TEXT SHOWN
>>>>>

Annual vines also do double duty as winter showpieces. Love-in-a-puff (Cardiospermum halicacabum) will cover a trellis in summer with bright green ferny foliage, but the real display begins in autumn when inconspicuous white flowers are followed by inflated seed capsules -- little balloons that cling to their vines all winter. The large pure white night-blooming flowers of the moonflower (Ipomoea alba) are not its only striking feature: left to ripen and harden, the fig-shaped seed capsules and twining vine decorate a fence and hang over the bare branches of a small peach tree.

Good Bones

A great deal has been written about how winter reveals the "bones" of the garden. Every garden needs a framework, of course, but the container garden can look especially desolate in winter with no trees or shrubs to anchor it. Noble shapes of conifers are particularly important in winter, and can add color as well as mass. The blue-gray foliage of Juniperus scopulorum 'Wichita Blue' and yellow-gold foliage of Chaemacyparis obtusa 'Crippsii' are an electrifying combination in full sun, and there are many other widely available, slow-growing conifers quite adaptable to container culture. If you are a container gardener, stay away from conifers not hardy to at least one zone colder than yours, and pay special attention to the species' sensitivity to wind.

<<<<<

(Data extracted from a collection)

>>>>>

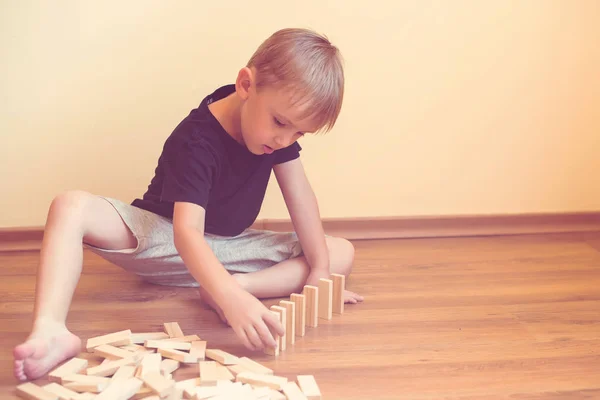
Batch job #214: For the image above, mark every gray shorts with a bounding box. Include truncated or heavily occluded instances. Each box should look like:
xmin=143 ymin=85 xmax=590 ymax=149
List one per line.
xmin=84 ymin=197 xmax=302 ymax=287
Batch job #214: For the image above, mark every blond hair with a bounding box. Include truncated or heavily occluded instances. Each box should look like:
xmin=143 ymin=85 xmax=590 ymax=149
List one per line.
xmin=247 ymin=28 xmax=344 ymax=131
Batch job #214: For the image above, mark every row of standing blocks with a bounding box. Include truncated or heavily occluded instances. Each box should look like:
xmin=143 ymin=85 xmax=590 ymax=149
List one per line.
xmin=265 ymin=274 xmax=346 ymax=356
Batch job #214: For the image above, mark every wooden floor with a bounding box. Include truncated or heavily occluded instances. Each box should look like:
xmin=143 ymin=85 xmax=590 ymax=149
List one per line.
xmin=0 ymin=233 xmax=600 ymax=400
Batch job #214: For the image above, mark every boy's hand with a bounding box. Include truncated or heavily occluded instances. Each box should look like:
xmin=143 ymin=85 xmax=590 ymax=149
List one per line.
xmin=344 ymin=290 xmax=364 ymax=304
xmin=306 ymin=268 xmax=331 ymax=287
xmin=222 ymin=288 xmax=285 ymax=351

<<<<<

OBJECTIVE 1
Answer these from the gardening text:
(a) What follows the white flowers of love-in-a-puff in autumn?
(b) What shape are the seed capsules of the moonflower?
(c) Which two conifers make an electrifying combination in full sun?
OBJECTIVE 2
Based on the gardening text, answer yes or no to each statement and quote the words that decide it:
(a) Love-in-a-puff produces showy flowers in autumn.
(b) The moonflower blooms at night.
(c) Container gardeners should avoid conifers that are not hardy to at least one zone colder than their own.

COMPLETE RESPONSE 1
(a) Inflated seed capsules, like little balloons, that cling to the vines all winter.
(b) Fig-shaped.
(c) Juniperus scopulorum 'Wichita Blue' and Chaemacyparis obtusa 'Crippsii'.

COMPLETE RESPONSE 2
(a) No: "inconspicuous white flowers are followed by inflated seed capsules"
(b) Yes: "The large pure white night-blooming flowers of the moonflower"
(c) Yes: "stay away from conifers not hardy to at least one zone colder than yours"